══ Input
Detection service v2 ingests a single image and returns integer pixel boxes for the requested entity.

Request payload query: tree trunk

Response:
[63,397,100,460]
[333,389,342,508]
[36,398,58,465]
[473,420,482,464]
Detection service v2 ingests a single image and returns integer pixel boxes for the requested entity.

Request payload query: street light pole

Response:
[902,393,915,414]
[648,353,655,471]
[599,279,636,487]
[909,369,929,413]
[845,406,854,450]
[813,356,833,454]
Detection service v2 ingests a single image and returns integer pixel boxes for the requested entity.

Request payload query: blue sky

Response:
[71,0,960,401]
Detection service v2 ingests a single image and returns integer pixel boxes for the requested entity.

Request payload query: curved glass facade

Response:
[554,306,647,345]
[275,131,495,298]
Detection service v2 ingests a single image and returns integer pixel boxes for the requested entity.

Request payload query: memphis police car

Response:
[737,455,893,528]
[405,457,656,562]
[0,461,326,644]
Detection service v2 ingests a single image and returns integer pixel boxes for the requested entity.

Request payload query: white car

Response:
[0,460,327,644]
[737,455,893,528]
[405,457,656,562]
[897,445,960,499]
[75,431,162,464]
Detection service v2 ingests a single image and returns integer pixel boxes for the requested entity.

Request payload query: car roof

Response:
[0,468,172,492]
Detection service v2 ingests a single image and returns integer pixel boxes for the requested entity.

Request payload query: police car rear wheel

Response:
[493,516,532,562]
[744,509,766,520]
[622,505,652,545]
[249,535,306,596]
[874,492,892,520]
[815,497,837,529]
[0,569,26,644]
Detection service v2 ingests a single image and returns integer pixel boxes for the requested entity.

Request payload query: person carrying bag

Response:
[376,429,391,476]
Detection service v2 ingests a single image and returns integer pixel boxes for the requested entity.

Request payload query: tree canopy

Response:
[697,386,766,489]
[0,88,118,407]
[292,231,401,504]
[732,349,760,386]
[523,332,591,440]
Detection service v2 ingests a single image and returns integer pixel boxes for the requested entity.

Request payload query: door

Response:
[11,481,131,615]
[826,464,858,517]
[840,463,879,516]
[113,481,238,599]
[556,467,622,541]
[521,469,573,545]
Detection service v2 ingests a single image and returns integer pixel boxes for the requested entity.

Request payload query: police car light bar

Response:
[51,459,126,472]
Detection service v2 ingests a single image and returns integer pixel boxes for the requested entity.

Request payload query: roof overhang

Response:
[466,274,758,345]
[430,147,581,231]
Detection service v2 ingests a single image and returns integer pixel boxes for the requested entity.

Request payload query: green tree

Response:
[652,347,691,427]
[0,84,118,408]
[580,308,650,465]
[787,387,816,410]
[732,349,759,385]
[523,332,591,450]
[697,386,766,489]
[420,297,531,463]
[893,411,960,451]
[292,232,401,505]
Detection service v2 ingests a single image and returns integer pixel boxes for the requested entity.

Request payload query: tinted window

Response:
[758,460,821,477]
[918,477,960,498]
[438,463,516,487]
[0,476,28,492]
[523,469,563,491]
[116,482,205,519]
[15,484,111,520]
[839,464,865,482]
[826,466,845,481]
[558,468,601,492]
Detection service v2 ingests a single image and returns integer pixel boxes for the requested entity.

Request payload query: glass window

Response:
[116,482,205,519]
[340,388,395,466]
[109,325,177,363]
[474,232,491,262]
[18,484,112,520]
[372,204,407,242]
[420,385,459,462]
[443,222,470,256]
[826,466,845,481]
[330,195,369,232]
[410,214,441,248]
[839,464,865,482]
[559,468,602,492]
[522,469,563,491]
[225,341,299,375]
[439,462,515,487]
════
*Problem to work on*. A reply that repeats all the data exactly is required.

*Written reply*.
Detection service v2 ingests a single image and returns integer pixel boxes for the requested entity.

Request payload query: tree trunk

Response:
[63,397,100,460]
[333,389,342,508]
[36,398,58,465]
[473,420,482,464]
Detection service v2 ingests a single image and returns integer pixel boxes for the requested entity.

Request payload query: street light pole

Response:
[902,393,915,414]
[648,353,655,471]
[599,279,636,487]
[909,369,929,413]
[845,406,854,450]
[813,356,833,454]
Detection service v2 ingests a single image and returns integer pixel boxes for the requested entity.

Request payload query: blue sky

Response:
[71,0,960,401]
Detection service v2 ingests a single image and returns integer pixel boxes for the requested entity.

Request payload query: curved glass facade

Response:
[554,306,647,345]
[275,131,495,298]
Detection service v2 ingests a single image and returns integer pixel boxes for the requested entity.

Request payload query: memphis police car

Response:
[737,455,893,528]
[405,457,656,562]
[0,461,326,644]
Detection service v2 ingests a single image and returns integer pixel boxes for the requested entity.

Request payload query: white car

Response:
[0,460,327,644]
[737,455,893,528]
[405,457,656,562]
[897,445,960,499]
[75,431,162,464]
Detection service v2 ingests a single image and returns integer pixel boxes for the requested entity.

Request payload query: car roof

Response:
[0,468,172,492]
Detection service v2 ingests a single image and returns integer pixel boxes for the requested entity.

Request payload query: police car rear wheel

Response:
[493,516,532,562]
[744,509,766,520]
[622,505,652,545]
[249,535,306,596]
[874,492,892,520]
[815,497,837,529]
[0,569,26,644]
Detection service v2 ingests a single image and returns integer pixel boxes for the requested entity.

Request payload query: person carrying bag

Response:
[376,429,391,476]
Detection service v2 ingests a single image and returns integer pixel boxes for the requested entity.

Request payload query: tree canopy

Response:
[697,386,766,489]
[0,88,118,407]
[292,231,401,504]
[732,349,760,386]
[523,332,591,440]
Detection service v2 ingests a single image and returns integer pixel boxes for the requested entity.

Request payload query: door

Response:
[11,481,131,615]
[826,464,858,517]
[840,463,879,516]
[113,481,238,599]
[556,467,622,541]
[521,469,573,545]
Detection service v2 ingests a single image and returns integer pixel boxes for the requested entity.

Request payload query: police car light bar

Response:
[51,459,126,472]
Detection service v2 ingests a single image and returns integer pixel boxes for the requested entity.

Request payload query: roof overhang

Response:
[466,274,758,345]
[430,147,581,231]
Detection service v2 ingests a single image and returns integer pixel boxes for the requested entity.

Request payload query: green tree

Response:
[652,347,691,427]
[0,84,118,408]
[580,308,650,465]
[787,387,816,410]
[732,349,759,385]
[523,332,591,450]
[697,386,766,489]
[420,297,531,463]
[893,411,960,451]
[292,232,401,505]
Detection service v2 ingests a single image and returns integer pixel boxes for the requested entity.

Request payload query: tinted window

Response:
[758,460,821,477]
[918,477,960,498]
[438,463,516,487]
[0,476,28,492]
[523,469,563,491]
[116,482,205,519]
[15,484,111,520]
[839,464,865,482]
[826,466,845,481]
[558,468,601,492]
Detection service v2 ingests a single image and returns integer pixel boxes for the requested entity.

Request payload query: glass window

Response:
[116,482,205,519]
[340,388,395,466]
[109,325,177,363]
[474,232,491,262]
[18,484,112,520]
[372,204,407,242]
[420,385,459,462]
[443,222,470,256]
[826,466,845,481]
[330,195,369,232]
[410,214,441,248]
[839,464,865,482]
[559,468,602,492]
[522,469,563,491]
[225,341,299,375]
[439,462,515,487]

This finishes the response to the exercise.